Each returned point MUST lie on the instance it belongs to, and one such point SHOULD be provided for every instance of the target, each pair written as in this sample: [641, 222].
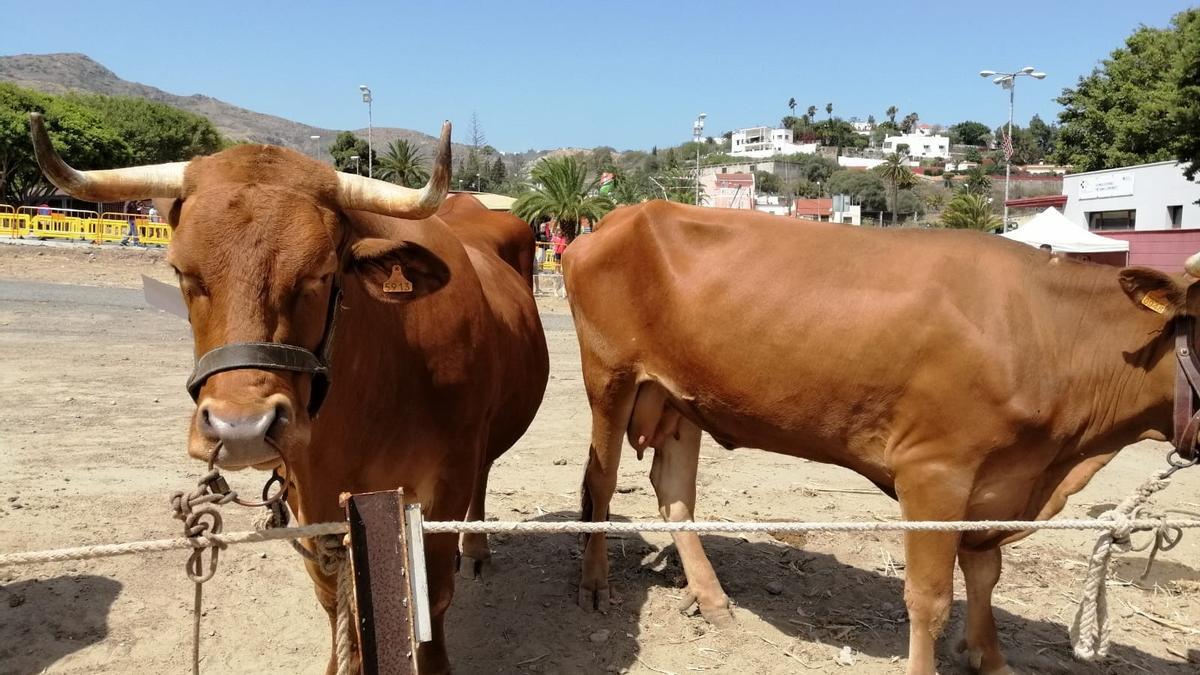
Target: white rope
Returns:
[538, 527]
[1090, 629]
[160, 545]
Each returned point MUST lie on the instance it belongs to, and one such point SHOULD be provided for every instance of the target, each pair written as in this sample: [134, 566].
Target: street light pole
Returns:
[367, 100]
[1008, 81]
[697, 127]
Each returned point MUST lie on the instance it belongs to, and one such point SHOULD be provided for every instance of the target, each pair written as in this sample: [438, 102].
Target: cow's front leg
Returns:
[673, 476]
[475, 553]
[981, 569]
[441, 551]
[327, 595]
[928, 493]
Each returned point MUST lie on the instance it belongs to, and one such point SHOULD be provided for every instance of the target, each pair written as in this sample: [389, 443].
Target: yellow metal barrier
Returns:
[81, 225]
[115, 226]
[13, 225]
[58, 223]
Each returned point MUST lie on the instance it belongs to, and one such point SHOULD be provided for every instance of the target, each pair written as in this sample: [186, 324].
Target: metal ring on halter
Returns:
[280, 495]
[1176, 461]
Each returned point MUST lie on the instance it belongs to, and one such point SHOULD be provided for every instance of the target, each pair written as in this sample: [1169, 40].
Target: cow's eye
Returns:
[191, 285]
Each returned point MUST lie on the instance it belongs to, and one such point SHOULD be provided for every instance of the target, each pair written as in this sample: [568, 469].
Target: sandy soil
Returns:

::::

Task instructions –
Find the string "provided" in the lines above and count those lines. Give only that count.

Solution below –
7